::: PAGE TEXT
I read Michael Crichton’s 1971 novel The Andromeda Strain way, way back in the day and I’ve seen the 1971 movie adaptation a number of times and enjoyed them both.

But fifty years later and written by another author, even with the Crichton family’s blessing, how would this turn out?

A lot better than I expected.

The book started out very slowly and I was afraid it would be a hard slog all the way through. On top of that, Wilson sometimes decided to lecture the reader on the evils of colonialism and how bad white people and civilization is for indigenous people (the main action takes place in a protected reserve in the Amazon). I thought if this was going to be the tone of the book, it would be tedious and I almost stopped reading it once or twice.

Fortunately, Wilson didn’t belabor the point too much and then things began to pick up.

The Wildfire team assigned to go in-country to investigate the Andromeda anomaly growing in the literal middle of nowhere is multi-national by necessity. The world, or at least the covert intelligence agencies in various nations, know about Andromeda, so when it’s detected in a remote area of Brazil, a team of four from various countries is assembled and deployed. The last minute addition of James Stone, son of original Wildfire member Jeremy Stone, isn’t well received by the rest, and what does a robotics expert have to offer the team anyway?

Turns out that Stone and Harold Odhiambo are the two most likeable characters in the novel. Nidhi Vedala and Peng Wu left me rather cold, but they were chosen for their skills, not their personalities.

Actually, they were carefully crafted to reveal their better natures as events progressed, Wu’s only in the last few seconds of her life.
::::::
::: THE INPUT
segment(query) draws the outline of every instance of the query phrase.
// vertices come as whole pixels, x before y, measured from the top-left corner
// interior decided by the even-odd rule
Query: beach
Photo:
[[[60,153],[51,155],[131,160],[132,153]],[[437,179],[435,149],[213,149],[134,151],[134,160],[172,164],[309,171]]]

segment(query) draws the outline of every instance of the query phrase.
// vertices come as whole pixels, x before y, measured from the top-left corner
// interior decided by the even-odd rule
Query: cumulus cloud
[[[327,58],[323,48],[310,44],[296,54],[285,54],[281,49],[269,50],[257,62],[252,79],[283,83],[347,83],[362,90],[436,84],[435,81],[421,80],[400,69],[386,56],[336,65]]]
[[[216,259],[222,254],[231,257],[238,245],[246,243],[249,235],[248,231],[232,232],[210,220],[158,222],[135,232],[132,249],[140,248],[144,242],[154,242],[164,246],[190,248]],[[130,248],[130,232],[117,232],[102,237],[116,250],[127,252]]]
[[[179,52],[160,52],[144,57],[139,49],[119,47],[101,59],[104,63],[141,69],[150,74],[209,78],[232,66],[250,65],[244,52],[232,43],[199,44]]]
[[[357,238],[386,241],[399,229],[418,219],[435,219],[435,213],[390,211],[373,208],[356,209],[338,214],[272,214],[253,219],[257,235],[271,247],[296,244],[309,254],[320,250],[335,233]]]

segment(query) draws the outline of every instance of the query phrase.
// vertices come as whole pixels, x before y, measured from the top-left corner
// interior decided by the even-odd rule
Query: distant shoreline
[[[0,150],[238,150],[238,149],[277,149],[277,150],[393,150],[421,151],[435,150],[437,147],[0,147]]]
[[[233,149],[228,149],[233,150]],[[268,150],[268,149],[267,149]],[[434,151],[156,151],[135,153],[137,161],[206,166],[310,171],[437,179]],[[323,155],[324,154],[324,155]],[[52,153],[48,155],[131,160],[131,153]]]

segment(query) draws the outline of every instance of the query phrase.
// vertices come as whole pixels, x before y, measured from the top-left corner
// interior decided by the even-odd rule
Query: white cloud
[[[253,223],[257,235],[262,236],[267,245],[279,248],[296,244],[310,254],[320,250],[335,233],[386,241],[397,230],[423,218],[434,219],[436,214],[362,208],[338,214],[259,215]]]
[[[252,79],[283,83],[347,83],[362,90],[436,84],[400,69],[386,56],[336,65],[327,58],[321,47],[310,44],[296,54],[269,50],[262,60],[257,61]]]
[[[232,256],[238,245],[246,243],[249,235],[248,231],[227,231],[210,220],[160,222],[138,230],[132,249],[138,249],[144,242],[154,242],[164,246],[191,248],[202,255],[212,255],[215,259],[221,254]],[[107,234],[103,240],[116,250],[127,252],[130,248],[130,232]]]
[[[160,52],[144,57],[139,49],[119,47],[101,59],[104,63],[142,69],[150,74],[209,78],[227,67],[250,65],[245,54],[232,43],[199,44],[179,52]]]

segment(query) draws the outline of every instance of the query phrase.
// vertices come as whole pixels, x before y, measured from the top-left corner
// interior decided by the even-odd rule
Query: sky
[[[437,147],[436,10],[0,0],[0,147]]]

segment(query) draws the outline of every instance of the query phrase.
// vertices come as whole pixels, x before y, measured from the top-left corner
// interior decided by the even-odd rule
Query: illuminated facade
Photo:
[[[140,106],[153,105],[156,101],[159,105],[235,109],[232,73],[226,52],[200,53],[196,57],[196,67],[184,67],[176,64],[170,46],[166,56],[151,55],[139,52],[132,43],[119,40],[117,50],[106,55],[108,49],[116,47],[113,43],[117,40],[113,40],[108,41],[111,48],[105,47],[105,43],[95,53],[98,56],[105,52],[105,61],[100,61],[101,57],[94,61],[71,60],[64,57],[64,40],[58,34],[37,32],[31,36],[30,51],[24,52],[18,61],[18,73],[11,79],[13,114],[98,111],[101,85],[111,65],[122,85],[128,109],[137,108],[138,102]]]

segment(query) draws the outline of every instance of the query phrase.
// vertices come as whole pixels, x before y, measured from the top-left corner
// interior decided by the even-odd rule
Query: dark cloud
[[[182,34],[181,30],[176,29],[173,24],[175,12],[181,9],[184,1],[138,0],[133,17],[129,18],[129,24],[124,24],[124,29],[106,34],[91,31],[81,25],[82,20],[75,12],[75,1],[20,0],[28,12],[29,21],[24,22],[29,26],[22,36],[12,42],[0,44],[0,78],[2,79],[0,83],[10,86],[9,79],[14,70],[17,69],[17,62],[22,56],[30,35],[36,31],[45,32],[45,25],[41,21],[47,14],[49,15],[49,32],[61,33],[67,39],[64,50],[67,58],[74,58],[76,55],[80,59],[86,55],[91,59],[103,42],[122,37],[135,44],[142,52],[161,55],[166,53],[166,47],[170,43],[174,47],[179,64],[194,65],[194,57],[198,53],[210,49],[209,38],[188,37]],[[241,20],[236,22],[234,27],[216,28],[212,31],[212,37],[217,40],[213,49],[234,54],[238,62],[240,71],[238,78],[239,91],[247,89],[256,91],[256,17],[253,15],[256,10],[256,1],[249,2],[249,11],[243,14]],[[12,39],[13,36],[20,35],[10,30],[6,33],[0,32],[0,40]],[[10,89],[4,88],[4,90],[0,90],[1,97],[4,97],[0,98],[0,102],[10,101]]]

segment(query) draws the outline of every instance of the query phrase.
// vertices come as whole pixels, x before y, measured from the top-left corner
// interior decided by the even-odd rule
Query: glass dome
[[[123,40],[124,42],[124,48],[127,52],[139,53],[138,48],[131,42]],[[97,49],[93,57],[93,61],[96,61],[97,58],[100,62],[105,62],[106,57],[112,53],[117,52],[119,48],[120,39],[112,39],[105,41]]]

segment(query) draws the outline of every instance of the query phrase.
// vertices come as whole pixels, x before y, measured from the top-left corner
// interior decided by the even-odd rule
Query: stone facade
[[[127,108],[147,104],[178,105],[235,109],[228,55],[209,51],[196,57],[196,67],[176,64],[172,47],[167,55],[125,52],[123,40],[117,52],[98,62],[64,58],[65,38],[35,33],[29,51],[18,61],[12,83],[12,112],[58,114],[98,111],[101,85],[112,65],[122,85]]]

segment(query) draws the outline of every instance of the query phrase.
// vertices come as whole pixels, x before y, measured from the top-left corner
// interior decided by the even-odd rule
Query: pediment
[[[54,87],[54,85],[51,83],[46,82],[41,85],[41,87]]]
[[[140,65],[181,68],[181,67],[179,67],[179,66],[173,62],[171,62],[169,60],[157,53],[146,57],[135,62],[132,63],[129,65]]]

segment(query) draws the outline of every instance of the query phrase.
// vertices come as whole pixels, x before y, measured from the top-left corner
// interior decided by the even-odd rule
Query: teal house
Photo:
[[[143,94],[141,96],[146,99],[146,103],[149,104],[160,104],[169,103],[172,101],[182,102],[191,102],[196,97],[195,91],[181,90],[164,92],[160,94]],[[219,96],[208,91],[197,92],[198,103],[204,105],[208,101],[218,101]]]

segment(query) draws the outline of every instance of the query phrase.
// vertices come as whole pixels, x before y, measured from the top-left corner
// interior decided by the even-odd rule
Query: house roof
::::::
● **WHAT YOU NEED TO DO**
1. Please name every person the review mentions by name.
2. Report each line of the listing that contains the string "cloud".
The review and the listing have no connection to each other.

● **SOLUTION LIST**
1. Michael Crichton, Wilson, James Stone, Jeremy Stone, Harold Odhiambo, Nidhi Vedala, Peng Wu

2.
Query: cumulus cloud
Query: white cloud
Query: dark cloud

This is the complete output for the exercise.